[[ Given data open ]]

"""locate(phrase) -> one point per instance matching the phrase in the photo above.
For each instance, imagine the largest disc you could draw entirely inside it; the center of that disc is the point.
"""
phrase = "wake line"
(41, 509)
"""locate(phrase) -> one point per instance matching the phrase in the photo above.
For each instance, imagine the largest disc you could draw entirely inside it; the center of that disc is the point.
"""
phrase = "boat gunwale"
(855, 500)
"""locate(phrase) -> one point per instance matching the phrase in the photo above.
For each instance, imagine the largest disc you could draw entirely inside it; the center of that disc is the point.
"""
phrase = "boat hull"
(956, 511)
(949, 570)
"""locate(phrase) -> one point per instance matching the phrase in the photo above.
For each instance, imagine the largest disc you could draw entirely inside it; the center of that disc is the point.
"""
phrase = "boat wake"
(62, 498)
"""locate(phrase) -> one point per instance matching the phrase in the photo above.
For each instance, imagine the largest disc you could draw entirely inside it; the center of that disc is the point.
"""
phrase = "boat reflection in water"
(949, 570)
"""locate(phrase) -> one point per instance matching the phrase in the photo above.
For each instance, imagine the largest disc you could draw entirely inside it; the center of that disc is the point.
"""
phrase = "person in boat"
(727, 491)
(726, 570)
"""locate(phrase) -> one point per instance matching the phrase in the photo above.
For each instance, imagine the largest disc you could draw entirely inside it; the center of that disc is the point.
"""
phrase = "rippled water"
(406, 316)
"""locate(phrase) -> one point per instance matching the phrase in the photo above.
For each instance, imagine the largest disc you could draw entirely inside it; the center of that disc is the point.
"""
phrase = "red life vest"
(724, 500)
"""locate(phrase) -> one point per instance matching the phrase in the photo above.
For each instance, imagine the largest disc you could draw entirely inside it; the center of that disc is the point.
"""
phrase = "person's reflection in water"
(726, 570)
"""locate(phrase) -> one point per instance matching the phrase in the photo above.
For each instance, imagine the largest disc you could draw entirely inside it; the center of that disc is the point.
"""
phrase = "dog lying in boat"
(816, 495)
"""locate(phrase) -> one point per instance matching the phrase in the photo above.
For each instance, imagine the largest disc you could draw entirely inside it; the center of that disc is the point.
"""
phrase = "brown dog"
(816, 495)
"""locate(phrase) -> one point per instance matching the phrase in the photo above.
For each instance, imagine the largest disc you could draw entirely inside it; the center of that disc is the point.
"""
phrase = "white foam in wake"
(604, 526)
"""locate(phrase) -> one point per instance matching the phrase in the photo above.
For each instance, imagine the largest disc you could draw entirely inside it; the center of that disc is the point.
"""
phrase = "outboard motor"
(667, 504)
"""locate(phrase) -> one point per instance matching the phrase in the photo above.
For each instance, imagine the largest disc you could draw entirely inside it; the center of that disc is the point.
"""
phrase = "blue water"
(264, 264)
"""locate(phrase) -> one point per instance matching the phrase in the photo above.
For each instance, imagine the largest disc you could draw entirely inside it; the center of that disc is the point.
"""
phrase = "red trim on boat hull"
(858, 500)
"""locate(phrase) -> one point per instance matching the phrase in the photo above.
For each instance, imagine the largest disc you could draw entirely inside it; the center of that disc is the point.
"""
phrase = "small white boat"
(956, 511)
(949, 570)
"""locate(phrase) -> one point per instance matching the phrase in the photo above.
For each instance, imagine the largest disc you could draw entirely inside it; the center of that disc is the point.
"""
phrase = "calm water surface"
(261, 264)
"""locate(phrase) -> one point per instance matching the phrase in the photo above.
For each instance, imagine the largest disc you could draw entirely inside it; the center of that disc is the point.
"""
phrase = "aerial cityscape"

[[ Given data closed ]]

Exercise aim
Everything above must be retyped. Keep each record exactly the same.

Reply
"""locate(phrase) -> one point per instance matching the phrase in the photo above.
For each instance, imagine the largest disc you could draw entirely inside it; the center of that disc is the point.
"""
phrase = "wake line"
(41, 509)
"""locate(phrase) -> one point per instance matching the phrase in the photo above.
For each instance, imagine the largest disc you could draw entirely inside it; the center of that disc is the point.
"""
phrase = "boat gunwale"
(855, 500)
"""locate(phrase) -> one point per instance matching the phrase in the photo above.
For each instance, imagine the largest disc you could draw entirely inside it; the center of that disc is the point.
"""
phrase = "boat hull"
(956, 511)
(949, 570)
"""locate(phrase) -> one point per instance matching the phrase in the photo above.
For each instance, imagine the largest disc you could draw entirely inside it; the center of that disc is the point.
"""
phrase = "boat wake"
(62, 498)
"""locate(phrase) -> one point per instance matching the phrase in the photo above.
For each instance, imagine the largest disc you could draw entirely inside it; the center of that disc is the point.
"""
phrase = "boat reflection in water"
(949, 570)
"""locate(phrase) -> one point per instance matching the phrase in the photo above.
For each instance, imagine the largest disc you could draw entirely inside it; the center of that disc is the point.
"""
phrase = "person in boat"
(727, 491)
(726, 570)
"""locate(phrase) -> one point per instance matching the phrase in the photo above.
For each instance, imagine the largest disc you could draw entirely inside it; the center of that disc is the point.
"""
phrase = "rippled water"
(406, 316)
"""locate(phrase) -> one point per instance matching the phrase in the photo above.
For each instance, imagine the largest disc you could draw entirely inside it; the center of that disc is the point.
"""
phrase = "red life vest"
(724, 500)
"""locate(phrase) -> one point per instance matching the phrase in the photo above.
For each instance, imagine the largest disc you could draw entirely inside it; the center of that disc is the point.
"""
phrase = "person's reflection in water"
(726, 570)
"""locate(phrase) -> one point per instance matching the phrase in the photo above.
For each instance, imagine the largest disc you could draw entirely inside it; the center of that disc is the point.
"""
phrase = "dog lying in boat"
(816, 495)
"""locate(phrase) -> one point per instance matching the phrase in the photo above.
For each instance, imagine the largest disc you could draw entirely inside it; the center of that disc is the point.
"""
phrase = "brown dog"
(816, 495)
"""locate(phrase) -> one point per instance matching the phrase in the photo above.
For each instance, imagine the largest disc you could draw entirely inside it; the center of that disc is the point.
"""
phrase = "white foam in wake"
(604, 526)
"""locate(phrase) -> one point per instance matching the phrase in the photo above.
For each instance, imagine the largest disc you could draw entirely inside it; the center of that disc is the point.
"""
phrase = "outboard motor"
(667, 504)
"""locate(phrase) -> one point per instance matching the phrase in the photo above.
For each instance, imagine the largest disc you could draw entirely inside it; the center of that disc is the point.
"""
phrase = "blue water"
(264, 264)
"""locate(phrase) -> one point per instance matching the phrase in the photo above.
For each instance, imagine the largest disc you could draw entirely inside it; the center of that disc is the point.
"""
phrase = "red trim on boat hull"
(858, 500)
"""locate(phrase) -> one point per instance matching the phrase in the photo above.
For each instance, imagine the largest disc you could draw entirely inside it; the center of that disc is the point.
"""
phrase = "small white boat"
(956, 511)
(949, 570)
"""locate(phrase) -> one point per instance matching the phrase in the photo above.
For each instance, imagine the largest disc you could draw entirely inside it; the center of that disc is the point.
"""
phrase = "calm water surface"
(261, 264)
"""locate(phrase) -> one point per instance matching the phrase in the photo above.
For each instance, imagine the largest disc you could draw entirely inside it; the center of that disc is the point.
"""
phrase = "aerial cityscape"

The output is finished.